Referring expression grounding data

++++++

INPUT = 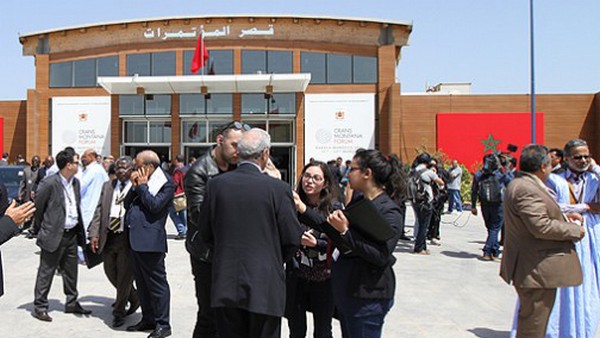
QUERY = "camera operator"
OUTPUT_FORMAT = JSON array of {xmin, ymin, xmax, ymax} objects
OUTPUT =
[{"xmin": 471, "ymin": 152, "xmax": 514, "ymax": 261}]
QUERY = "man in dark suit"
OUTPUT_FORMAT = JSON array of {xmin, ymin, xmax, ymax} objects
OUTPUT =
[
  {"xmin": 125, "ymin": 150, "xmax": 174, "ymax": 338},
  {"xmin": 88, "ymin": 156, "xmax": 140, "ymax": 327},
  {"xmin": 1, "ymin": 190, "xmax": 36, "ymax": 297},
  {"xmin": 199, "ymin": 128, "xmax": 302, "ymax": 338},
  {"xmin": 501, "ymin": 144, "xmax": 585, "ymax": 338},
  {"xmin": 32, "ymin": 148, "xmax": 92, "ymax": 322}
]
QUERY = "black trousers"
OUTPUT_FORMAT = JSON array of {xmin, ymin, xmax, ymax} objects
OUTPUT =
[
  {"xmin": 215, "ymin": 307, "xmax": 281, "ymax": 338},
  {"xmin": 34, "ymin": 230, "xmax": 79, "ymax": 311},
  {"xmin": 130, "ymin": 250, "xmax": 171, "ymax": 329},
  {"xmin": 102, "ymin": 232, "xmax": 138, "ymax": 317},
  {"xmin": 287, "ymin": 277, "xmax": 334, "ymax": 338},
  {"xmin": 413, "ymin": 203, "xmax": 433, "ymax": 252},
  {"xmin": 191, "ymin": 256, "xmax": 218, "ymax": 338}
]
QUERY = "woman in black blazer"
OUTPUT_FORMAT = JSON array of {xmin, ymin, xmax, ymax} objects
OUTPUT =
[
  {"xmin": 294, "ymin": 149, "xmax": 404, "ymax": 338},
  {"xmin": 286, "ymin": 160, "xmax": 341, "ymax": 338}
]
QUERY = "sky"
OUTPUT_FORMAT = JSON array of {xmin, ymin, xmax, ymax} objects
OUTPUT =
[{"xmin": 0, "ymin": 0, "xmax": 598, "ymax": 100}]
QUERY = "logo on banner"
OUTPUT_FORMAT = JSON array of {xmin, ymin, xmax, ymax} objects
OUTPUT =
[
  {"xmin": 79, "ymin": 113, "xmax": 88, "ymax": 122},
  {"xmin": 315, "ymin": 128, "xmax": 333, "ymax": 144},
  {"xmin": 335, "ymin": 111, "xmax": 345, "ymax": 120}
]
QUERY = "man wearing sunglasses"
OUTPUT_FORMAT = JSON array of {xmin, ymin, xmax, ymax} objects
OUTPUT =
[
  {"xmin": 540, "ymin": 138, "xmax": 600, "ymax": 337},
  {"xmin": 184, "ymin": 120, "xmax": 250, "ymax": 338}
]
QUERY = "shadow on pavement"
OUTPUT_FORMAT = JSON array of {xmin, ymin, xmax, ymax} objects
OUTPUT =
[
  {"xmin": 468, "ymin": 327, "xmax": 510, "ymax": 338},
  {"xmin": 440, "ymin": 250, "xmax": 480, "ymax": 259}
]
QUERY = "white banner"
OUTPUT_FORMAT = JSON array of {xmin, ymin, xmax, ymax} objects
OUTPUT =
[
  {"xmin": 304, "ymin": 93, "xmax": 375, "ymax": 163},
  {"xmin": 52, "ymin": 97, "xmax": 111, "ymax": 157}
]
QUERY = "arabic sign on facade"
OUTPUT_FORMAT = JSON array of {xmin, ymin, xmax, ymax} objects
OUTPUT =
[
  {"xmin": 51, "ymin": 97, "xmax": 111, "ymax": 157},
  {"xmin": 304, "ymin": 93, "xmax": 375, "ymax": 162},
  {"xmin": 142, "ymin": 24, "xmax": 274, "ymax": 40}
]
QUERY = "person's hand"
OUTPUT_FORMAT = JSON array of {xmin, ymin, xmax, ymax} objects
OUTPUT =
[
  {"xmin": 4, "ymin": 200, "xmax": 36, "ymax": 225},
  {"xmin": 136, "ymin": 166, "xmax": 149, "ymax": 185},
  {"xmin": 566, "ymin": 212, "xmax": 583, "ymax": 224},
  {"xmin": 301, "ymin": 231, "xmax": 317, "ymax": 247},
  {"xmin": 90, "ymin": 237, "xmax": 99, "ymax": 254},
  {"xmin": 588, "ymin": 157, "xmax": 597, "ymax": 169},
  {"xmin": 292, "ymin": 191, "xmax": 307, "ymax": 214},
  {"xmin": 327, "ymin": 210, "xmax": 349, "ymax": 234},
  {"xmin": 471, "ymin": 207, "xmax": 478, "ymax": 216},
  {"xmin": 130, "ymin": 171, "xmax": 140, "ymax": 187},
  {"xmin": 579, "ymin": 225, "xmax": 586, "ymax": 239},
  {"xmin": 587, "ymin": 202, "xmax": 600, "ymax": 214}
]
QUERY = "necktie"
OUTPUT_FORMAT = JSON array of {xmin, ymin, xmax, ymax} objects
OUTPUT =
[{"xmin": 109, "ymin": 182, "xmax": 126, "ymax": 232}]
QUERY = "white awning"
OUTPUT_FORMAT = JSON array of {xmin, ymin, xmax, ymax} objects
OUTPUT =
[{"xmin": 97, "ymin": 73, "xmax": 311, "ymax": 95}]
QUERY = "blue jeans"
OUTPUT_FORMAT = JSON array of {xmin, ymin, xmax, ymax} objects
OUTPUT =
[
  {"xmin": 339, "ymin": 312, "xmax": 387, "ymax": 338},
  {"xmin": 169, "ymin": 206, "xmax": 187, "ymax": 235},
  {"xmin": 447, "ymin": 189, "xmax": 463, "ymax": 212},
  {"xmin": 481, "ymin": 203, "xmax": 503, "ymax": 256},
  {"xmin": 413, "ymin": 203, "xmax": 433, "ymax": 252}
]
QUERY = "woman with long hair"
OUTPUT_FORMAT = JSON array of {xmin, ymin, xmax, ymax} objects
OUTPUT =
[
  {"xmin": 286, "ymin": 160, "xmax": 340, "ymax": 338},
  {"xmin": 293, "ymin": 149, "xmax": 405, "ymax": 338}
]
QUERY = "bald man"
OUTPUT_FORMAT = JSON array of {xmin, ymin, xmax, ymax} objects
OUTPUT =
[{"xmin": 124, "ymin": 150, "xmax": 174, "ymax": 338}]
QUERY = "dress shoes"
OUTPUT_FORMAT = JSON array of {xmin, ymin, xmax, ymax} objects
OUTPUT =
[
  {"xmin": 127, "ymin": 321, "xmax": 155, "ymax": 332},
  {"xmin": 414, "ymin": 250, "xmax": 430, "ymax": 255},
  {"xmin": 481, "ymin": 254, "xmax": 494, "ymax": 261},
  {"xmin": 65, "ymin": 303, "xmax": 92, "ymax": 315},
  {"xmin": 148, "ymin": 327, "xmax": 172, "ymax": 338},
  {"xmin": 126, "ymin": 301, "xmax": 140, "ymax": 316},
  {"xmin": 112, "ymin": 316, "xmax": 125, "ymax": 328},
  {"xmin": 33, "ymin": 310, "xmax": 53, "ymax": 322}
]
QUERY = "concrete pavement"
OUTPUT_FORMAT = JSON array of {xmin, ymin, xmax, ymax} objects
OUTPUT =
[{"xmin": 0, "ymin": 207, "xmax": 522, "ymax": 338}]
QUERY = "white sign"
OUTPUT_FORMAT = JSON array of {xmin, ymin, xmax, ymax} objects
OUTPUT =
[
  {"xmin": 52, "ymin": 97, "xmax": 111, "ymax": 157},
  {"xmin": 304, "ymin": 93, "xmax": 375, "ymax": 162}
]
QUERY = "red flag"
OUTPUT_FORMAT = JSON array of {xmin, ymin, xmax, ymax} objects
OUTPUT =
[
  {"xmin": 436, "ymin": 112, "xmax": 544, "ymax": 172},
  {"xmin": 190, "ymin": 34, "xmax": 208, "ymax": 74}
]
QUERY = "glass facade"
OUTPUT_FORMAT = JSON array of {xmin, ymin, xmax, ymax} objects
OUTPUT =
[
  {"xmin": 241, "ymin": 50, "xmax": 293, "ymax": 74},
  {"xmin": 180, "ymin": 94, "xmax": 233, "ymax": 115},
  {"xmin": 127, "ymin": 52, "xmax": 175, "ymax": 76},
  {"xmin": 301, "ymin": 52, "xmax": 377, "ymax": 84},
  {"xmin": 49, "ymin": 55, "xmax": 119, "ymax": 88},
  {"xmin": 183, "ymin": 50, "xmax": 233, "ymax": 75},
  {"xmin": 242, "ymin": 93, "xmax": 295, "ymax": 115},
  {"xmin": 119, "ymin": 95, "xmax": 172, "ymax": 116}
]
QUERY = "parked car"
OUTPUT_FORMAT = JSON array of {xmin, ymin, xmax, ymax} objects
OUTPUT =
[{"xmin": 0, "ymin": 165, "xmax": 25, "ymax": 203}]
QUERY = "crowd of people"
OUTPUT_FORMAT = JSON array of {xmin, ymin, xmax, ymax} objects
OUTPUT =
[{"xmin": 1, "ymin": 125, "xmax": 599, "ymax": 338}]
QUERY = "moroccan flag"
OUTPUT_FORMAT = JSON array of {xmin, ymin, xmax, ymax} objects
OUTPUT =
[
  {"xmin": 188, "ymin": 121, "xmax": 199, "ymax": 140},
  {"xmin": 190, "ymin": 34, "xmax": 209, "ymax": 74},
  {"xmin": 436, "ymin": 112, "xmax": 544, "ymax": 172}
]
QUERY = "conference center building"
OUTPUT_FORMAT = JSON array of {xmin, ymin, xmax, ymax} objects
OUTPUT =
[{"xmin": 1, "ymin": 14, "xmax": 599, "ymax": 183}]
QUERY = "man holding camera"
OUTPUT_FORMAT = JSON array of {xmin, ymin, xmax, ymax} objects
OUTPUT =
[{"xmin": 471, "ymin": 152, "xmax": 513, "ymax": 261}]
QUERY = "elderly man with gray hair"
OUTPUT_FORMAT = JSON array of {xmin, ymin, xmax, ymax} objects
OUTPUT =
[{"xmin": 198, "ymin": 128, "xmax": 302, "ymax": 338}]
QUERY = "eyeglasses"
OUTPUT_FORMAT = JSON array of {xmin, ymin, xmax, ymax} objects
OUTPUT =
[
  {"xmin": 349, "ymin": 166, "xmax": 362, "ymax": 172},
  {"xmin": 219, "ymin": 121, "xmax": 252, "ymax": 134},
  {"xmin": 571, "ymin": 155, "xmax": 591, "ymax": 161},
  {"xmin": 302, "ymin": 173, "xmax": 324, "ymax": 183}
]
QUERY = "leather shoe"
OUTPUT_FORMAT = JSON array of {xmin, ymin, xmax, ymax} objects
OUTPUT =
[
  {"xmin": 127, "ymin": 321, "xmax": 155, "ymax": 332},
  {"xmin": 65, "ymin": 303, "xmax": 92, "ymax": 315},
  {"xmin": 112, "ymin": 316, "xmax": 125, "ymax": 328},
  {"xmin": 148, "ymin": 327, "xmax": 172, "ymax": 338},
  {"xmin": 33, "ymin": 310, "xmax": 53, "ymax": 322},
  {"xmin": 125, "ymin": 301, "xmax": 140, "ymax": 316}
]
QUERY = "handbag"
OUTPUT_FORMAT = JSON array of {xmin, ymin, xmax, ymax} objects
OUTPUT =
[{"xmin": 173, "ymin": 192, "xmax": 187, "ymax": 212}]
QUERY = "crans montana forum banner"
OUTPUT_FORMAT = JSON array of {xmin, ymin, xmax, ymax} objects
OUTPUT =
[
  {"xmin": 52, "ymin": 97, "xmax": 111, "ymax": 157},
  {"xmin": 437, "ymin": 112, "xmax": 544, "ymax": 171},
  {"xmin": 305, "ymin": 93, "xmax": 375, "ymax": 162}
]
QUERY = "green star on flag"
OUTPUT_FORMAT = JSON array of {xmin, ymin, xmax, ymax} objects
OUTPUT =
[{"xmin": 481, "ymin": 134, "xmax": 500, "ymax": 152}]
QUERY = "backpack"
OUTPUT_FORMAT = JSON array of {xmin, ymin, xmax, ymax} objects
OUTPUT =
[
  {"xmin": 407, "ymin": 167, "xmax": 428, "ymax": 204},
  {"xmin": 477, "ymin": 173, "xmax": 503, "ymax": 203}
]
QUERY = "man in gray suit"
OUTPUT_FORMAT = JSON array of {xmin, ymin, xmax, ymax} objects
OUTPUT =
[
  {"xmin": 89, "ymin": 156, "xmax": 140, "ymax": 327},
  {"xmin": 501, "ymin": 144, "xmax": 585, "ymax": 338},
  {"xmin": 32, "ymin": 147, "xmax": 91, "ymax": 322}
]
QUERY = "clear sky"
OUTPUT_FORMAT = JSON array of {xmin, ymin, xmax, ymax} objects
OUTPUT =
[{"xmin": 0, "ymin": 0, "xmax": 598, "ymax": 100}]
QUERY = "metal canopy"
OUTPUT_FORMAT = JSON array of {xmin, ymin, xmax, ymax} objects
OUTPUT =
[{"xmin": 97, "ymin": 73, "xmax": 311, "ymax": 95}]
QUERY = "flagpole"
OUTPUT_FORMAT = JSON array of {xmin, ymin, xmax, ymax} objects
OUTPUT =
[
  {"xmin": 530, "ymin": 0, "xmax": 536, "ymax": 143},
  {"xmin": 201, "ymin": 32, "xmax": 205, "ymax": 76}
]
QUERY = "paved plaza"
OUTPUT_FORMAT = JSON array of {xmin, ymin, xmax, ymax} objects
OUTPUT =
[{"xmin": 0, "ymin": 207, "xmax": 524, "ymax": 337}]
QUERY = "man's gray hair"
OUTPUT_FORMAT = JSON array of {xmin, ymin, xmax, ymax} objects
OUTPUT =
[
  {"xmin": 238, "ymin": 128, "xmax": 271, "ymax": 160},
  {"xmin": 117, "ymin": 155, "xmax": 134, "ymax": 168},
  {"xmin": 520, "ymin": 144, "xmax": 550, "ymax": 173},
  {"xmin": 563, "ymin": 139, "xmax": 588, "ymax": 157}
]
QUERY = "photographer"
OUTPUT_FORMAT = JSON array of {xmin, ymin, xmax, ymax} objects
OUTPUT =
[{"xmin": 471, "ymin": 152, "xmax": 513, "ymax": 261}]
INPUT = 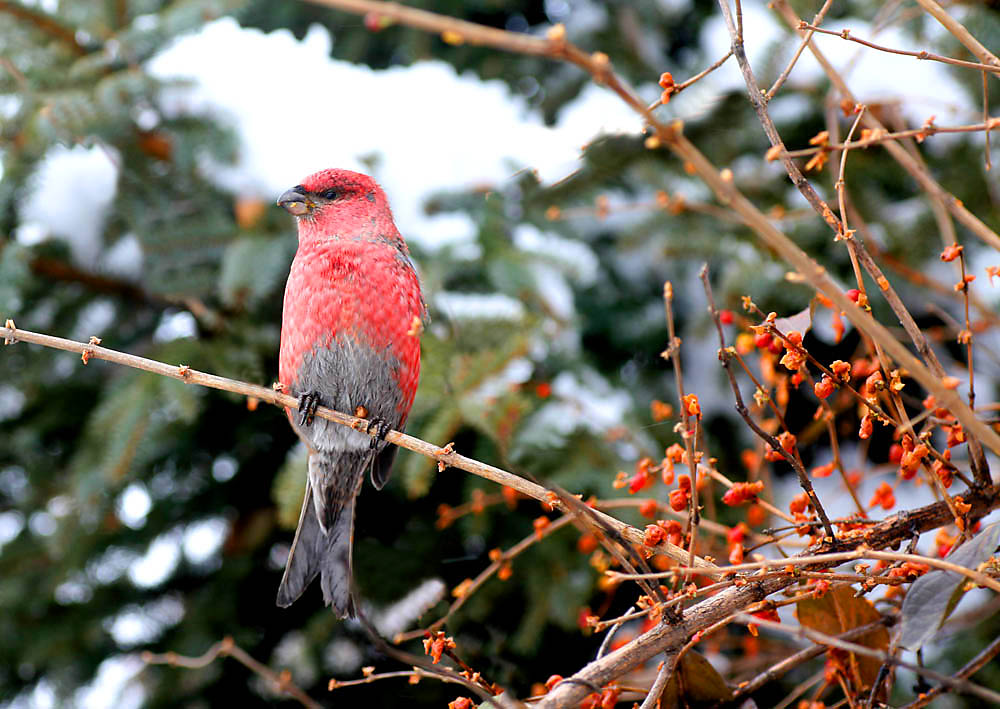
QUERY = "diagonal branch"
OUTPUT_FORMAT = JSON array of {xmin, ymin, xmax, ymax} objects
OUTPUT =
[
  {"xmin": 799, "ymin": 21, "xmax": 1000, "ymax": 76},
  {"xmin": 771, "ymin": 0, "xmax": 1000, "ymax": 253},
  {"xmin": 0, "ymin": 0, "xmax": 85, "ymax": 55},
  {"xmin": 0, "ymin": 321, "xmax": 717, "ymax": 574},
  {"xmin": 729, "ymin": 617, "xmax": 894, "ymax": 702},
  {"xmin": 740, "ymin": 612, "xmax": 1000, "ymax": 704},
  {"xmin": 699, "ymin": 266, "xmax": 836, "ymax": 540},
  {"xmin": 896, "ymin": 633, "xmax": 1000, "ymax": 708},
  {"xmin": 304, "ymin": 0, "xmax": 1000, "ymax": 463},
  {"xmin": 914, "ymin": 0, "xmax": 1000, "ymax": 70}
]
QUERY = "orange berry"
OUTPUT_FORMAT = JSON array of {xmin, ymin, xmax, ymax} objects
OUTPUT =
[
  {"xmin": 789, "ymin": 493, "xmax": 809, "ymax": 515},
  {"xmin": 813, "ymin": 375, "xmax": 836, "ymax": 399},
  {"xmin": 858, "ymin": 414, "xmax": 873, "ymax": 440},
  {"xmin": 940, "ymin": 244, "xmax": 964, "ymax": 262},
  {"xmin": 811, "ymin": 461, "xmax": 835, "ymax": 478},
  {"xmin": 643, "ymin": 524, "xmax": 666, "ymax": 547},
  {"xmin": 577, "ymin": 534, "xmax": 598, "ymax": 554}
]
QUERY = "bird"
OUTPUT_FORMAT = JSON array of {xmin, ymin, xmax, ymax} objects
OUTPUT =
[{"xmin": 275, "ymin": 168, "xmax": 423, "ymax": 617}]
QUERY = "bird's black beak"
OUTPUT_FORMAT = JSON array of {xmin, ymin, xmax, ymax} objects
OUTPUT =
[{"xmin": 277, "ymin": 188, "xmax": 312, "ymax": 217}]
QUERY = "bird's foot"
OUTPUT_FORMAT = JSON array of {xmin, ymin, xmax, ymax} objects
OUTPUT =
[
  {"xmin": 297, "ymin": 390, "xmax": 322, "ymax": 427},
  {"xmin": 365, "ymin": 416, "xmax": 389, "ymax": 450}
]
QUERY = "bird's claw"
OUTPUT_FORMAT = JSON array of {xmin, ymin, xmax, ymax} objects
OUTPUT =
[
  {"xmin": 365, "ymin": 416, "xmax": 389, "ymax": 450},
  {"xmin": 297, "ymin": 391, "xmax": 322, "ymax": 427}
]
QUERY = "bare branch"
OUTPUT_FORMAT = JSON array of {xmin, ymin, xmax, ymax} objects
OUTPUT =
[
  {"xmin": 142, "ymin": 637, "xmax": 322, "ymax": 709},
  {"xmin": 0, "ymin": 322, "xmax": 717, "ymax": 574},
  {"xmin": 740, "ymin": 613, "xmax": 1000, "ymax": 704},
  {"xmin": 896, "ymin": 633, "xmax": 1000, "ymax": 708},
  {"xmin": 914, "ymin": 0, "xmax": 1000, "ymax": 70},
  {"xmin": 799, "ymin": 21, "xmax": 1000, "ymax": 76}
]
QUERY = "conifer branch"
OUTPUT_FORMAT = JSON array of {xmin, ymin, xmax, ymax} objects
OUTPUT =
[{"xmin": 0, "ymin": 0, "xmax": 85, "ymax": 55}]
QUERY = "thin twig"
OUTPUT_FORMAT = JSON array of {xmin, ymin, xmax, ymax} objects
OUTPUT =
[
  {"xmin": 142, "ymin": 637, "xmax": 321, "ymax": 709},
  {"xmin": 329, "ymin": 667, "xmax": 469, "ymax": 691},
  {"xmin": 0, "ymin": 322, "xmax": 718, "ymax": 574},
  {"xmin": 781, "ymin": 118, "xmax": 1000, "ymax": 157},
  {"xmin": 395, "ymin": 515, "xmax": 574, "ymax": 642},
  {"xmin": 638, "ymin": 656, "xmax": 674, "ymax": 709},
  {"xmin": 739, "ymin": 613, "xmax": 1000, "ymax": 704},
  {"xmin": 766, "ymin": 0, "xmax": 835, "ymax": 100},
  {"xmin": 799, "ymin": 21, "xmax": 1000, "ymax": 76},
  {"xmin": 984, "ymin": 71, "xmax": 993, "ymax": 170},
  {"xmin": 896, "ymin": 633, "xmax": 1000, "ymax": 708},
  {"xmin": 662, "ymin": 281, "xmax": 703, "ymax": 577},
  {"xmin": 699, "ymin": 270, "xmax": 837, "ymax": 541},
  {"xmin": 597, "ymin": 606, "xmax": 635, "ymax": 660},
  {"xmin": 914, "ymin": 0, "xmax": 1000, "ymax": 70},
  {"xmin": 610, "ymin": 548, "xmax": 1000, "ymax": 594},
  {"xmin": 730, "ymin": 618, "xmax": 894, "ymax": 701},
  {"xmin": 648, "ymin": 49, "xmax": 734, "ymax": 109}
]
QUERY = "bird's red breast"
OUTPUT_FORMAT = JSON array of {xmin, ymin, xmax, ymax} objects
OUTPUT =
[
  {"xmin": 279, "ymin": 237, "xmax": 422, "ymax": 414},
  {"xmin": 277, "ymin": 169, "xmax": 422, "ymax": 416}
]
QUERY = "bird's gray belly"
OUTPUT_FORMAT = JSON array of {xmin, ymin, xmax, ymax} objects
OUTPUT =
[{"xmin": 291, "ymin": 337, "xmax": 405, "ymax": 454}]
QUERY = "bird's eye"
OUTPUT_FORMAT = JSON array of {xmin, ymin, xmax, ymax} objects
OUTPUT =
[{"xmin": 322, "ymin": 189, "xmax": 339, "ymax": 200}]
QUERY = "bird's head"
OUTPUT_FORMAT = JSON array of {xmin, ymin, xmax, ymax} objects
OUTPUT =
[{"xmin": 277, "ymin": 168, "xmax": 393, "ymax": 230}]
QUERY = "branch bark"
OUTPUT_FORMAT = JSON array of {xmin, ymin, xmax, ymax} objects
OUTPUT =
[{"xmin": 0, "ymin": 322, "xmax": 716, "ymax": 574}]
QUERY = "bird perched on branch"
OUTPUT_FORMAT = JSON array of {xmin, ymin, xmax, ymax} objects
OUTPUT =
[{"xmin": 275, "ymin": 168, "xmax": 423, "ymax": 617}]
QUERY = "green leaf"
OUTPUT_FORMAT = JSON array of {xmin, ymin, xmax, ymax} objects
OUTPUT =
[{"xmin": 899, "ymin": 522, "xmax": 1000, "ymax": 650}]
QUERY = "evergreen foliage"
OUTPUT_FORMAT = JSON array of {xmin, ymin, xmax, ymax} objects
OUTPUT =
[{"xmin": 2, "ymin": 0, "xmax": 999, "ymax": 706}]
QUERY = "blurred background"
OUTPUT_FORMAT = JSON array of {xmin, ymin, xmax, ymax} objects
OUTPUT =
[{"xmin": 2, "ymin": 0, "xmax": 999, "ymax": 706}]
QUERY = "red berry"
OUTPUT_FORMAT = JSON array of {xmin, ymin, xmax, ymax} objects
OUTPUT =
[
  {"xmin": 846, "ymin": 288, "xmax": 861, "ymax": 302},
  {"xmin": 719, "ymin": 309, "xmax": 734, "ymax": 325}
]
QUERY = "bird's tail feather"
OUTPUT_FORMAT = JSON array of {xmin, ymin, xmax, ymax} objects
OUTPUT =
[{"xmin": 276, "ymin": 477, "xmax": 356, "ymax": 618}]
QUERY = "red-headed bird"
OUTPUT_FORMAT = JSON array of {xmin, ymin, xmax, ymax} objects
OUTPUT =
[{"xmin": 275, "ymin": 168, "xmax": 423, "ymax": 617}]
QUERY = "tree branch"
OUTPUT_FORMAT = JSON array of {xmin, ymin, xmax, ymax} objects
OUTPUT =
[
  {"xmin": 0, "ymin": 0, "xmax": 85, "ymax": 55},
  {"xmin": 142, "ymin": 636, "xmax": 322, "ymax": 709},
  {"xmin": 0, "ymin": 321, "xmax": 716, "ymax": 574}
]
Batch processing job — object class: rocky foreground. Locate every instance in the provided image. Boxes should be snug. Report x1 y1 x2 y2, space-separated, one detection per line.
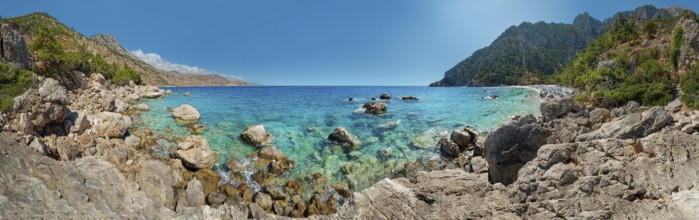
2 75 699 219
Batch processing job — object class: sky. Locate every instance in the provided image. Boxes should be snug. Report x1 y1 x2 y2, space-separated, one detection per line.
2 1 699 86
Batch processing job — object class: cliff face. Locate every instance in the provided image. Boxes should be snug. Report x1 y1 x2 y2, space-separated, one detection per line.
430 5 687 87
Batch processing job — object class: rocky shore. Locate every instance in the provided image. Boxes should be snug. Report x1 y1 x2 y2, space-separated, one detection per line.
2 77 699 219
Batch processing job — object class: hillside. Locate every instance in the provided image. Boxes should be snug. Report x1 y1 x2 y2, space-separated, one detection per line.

++++++

_EXERCISE DETAILS_.
Where a line in the entries holds the word "white", copy that line.

_EXERCISE ANSWER_.
QUERY = "white banner"
QUERY = "white awning"
QUERY = "white sign"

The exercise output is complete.